Exercise input.
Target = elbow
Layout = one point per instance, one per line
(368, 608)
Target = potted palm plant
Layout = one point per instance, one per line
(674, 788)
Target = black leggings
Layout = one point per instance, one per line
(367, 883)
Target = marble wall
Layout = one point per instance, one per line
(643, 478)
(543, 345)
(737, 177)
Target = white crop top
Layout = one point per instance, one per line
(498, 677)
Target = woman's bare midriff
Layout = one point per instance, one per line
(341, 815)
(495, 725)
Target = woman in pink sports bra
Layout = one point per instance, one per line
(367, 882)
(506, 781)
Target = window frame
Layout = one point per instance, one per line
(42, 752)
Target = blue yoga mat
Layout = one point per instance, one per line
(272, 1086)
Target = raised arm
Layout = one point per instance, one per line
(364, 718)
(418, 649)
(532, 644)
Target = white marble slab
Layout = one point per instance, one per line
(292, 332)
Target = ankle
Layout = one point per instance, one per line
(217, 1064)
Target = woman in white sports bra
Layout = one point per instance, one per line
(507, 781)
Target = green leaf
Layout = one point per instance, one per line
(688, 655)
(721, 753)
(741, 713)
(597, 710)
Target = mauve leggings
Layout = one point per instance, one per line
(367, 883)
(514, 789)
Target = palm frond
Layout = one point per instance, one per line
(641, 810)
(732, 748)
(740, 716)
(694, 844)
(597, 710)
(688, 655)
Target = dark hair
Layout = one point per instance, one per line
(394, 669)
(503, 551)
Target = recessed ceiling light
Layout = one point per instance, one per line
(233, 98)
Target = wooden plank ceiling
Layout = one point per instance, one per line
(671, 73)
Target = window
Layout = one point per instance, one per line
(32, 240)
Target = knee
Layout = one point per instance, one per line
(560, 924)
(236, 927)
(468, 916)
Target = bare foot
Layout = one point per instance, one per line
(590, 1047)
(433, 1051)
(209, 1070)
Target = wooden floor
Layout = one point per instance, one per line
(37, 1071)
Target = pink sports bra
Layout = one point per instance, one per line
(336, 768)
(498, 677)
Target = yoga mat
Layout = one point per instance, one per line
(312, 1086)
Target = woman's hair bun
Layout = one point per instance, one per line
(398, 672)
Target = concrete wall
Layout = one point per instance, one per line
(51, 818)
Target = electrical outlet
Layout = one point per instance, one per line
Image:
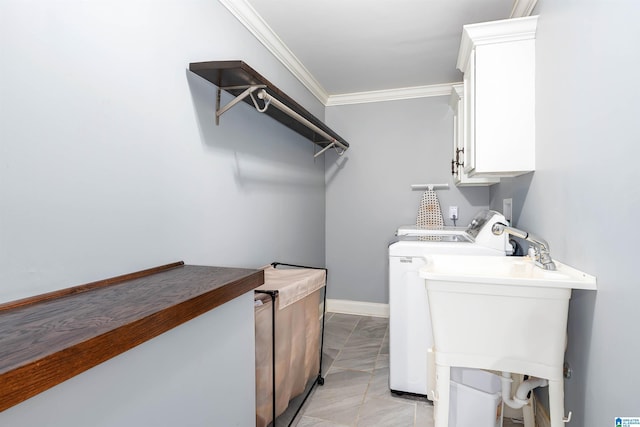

Required work. Add 119 to each point coordinate in the answers and write out every line again, from the line containing "Target = palm frond" through the end of the rows, both ends included. Leave the pictures out.

Written answer.
Target = palm frond
Layout = one point per instance, one per line
(760, 929)
(851, 867)
(859, 835)
(813, 963)
(716, 829)
(807, 774)
Target = dark hair
Layout = one point per instance, one per line
(513, 788)
(622, 670)
Target = recessed ceiling light
Layout = one point per instance, one per line
(352, 217)
Target = wooden plank ceiling
Layout = one point per instance, one per line
(790, 192)
Target = window
Layout = one point per instance, one per line
(151, 359)
Target = knee
Layout = one point per instance, one per line
(679, 1043)
(355, 1046)
(587, 1035)
Target = bare foot
Layout = one point per instance, one per line
(709, 1166)
(552, 1170)
(328, 1189)
Target = wooden floor
Layout = one point per instance, one per line
(156, 1190)
Target = pink sports bra
Layout = one point per instance, one per line
(455, 887)
(617, 796)
Target = yoga mat
Layout = one point per instance, one per line
(431, 1205)
Target = woman's hair bun
Layout = one point per instance, one per line
(517, 791)
Target = concrete wall
Layout = one point per instance, one per line
(170, 937)
Target = electrical outlet
Layout = one point per instance, one per line
Image:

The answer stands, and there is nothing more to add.